Exercise instructions —
Pull out every line of the items below that contains the word "pendant", and note that case counts.
** begin **
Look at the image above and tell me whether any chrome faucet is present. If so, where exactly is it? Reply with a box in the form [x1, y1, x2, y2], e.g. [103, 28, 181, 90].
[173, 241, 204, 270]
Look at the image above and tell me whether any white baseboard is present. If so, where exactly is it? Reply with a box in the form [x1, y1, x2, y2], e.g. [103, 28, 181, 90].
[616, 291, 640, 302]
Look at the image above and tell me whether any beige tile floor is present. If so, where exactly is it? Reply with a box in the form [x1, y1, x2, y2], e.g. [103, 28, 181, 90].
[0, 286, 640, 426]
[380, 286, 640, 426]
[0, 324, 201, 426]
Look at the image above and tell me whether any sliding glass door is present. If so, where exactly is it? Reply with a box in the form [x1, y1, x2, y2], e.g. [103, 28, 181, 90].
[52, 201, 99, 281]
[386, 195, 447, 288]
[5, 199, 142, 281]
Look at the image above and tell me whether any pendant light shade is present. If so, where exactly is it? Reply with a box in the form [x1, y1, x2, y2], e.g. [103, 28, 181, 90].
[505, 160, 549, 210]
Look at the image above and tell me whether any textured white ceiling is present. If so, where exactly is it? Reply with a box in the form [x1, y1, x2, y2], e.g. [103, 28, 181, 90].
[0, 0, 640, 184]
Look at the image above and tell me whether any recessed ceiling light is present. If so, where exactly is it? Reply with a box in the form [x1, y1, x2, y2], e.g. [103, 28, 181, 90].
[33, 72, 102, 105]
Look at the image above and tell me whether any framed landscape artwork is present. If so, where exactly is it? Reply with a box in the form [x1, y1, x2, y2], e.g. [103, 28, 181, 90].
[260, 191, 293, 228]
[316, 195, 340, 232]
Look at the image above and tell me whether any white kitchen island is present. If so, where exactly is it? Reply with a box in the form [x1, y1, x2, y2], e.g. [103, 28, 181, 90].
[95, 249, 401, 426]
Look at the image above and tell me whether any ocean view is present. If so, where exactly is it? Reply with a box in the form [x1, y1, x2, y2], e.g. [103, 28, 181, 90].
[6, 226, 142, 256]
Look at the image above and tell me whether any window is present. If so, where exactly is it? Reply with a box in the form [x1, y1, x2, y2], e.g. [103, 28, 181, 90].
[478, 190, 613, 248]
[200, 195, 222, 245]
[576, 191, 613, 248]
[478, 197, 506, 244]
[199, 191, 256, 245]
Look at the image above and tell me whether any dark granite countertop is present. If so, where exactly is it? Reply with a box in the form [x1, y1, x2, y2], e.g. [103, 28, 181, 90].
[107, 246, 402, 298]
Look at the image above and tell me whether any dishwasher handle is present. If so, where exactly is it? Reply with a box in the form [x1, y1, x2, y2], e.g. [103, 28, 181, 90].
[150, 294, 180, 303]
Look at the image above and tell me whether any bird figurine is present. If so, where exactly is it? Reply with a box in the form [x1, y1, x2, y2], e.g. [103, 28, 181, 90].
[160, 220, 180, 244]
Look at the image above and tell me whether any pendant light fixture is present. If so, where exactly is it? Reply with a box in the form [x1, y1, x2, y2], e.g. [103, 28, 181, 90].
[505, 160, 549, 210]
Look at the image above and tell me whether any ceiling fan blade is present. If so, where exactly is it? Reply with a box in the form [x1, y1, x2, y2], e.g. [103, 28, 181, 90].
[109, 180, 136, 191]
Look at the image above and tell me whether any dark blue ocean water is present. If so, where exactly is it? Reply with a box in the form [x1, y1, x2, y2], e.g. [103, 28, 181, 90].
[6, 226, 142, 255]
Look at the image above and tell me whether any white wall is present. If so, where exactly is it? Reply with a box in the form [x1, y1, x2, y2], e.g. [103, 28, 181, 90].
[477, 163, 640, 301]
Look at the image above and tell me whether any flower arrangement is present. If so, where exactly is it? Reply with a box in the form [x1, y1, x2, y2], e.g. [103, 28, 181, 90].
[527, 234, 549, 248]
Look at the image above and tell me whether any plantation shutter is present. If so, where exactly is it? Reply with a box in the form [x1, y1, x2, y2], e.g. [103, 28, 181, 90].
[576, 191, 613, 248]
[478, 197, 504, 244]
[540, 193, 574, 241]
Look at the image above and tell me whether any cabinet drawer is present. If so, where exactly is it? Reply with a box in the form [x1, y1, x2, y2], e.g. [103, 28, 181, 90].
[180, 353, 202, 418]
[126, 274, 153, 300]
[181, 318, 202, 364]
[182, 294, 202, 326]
** end **
Solution to this problem —
Look at the image above and tell me whether any pendant light shade is present. If so, where exactly is it? Reply with a box in the form [x1, y1, x2, y2], e.g. [103, 28, 181, 90].
Look at the image above and tell me whether any pendant light fixture is present. If so, where exactly is it? Reply with a box in the form [x1, y1, x2, y2], e.g. [103, 28, 181, 90].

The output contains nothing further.